■ **Exercise details**: Could every line below be transcribed exactly, with the pictures dropped?
----------------------------------------
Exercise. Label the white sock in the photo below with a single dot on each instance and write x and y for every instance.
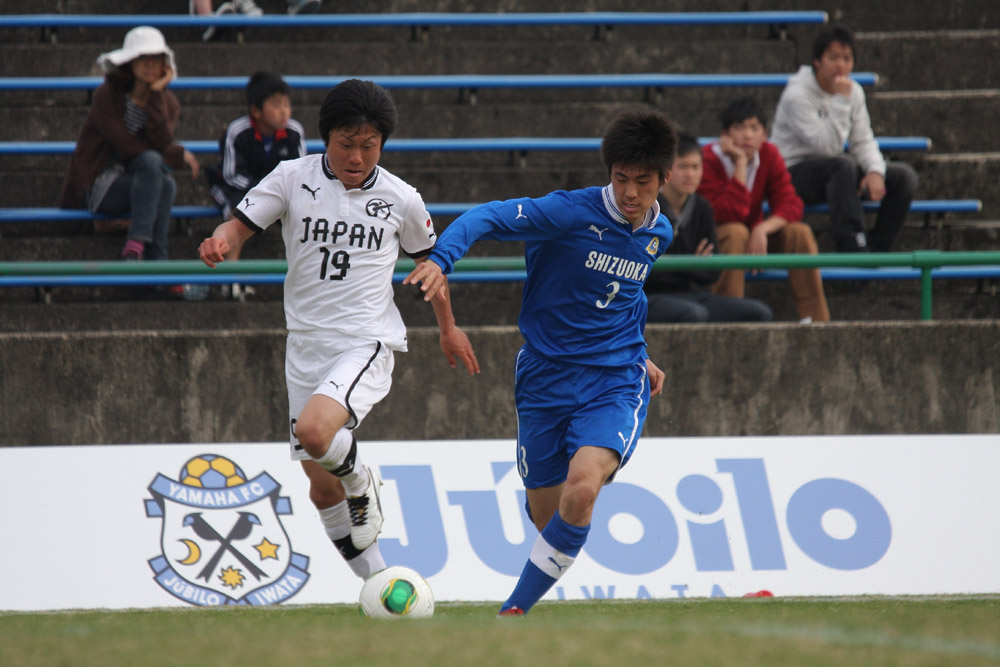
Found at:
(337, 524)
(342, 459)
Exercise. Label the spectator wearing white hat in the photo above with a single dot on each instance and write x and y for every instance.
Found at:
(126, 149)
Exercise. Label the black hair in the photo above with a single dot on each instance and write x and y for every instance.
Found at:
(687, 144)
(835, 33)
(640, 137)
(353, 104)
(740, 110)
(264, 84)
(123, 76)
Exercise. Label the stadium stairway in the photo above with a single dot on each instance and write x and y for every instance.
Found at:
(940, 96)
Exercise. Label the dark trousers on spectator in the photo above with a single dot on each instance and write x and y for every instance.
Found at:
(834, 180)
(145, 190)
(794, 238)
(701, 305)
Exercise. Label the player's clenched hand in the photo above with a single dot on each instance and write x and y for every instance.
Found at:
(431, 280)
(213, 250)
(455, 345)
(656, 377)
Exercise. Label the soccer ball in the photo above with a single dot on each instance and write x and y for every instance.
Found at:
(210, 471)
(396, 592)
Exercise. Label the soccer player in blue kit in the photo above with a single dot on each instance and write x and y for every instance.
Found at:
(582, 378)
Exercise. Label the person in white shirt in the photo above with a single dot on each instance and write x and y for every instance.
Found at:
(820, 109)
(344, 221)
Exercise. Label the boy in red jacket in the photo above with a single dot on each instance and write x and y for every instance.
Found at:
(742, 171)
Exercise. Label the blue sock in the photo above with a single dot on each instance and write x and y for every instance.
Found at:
----------------------------------------
■ **Task answer**:
Exercise. Label the white sock in the photo below with a single dot on each instance and write x and y for every instance.
Found at:
(337, 524)
(342, 459)
Exercise. Label the spectator wearing white hat in the photo above with a single dot on each instance and write x and y for every instance.
Found at:
(126, 149)
Exercise. Label the black hair in the photo above with a single dot on each instance and write x and y for every instance.
Found at:
(687, 144)
(835, 33)
(640, 137)
(353, 104)
(740, 110)
(264, 84)
(123, 76)
Exercise. Label the stadium stairway in the photo above with a single dot on each instance and write x and y for every instance.
Found at:
(940, 96)
Exercise. Label the dark trousers on spectator in the photo above with a single dot on each instance and write x and y for every instance.
Found at:
(834, 180)
(145, 190)
(794, 238)
(701, 305)
Exercise. Label the player's clenched hand in the photo above with a single dot on each instance and write x and y for every instance.
Found at:
(431, 280)
(213, 250)
(455, 345)
(656, 377)
Exercise. Label the soccer ball in the photo above with a single dot on each instance and write x and y for every instance.
Found at:
(210, 471)
(396, 592)
Exercise. Label the soccer player in blue kit in the photo above with a single dot on each instance and write x and y for every instance.
Found at:
(582, 378)
Exercise. Label the person in white shirt in the photo above with a single dot on each instance and write x and y for every instance.
Found at:
(820, 109)
(344, 221)
Exercise. Label the boy in red jacket in the photo above with a single dot on each instance and write x and y for every instance.
Found at:
(742, 171)
Exercise. Label the blue sock in the photo above with a single dot on each instance and write x and y for every instance.
Found at:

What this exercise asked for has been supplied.